- [EXERCISE DETAILS]: List each line below that contains the string "runway", copying the line in full. Treat uppercase and lowercase letters as different.

- [GIVEN RECORDS]:
========
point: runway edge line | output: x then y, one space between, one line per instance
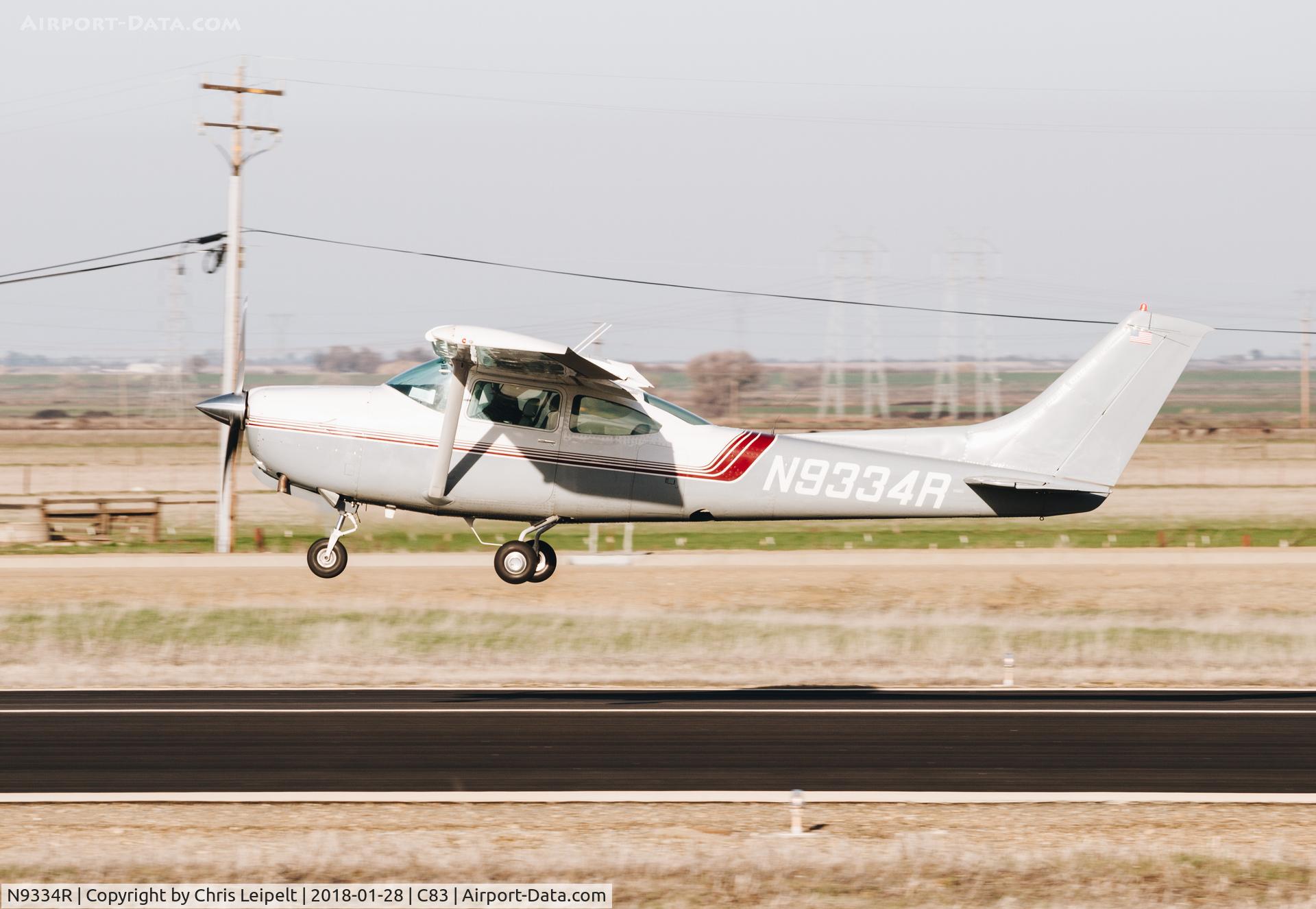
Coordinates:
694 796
========
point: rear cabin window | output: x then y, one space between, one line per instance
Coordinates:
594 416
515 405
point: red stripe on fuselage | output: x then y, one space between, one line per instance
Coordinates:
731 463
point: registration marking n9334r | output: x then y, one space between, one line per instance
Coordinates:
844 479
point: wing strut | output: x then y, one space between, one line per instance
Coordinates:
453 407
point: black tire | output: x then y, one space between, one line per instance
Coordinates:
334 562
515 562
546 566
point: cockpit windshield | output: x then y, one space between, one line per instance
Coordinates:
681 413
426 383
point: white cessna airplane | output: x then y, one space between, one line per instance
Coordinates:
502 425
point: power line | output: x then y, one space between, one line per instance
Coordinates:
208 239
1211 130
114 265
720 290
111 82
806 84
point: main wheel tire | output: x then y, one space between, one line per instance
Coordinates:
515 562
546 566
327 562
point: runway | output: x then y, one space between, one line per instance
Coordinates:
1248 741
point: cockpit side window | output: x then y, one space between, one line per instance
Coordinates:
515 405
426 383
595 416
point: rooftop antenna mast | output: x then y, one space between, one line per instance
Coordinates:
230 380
========
- [THE SOLUTION]:
point: runway edge line | output: x then y, one space between, one line per instance
point: runway | output: x then y, one space between, one line per instance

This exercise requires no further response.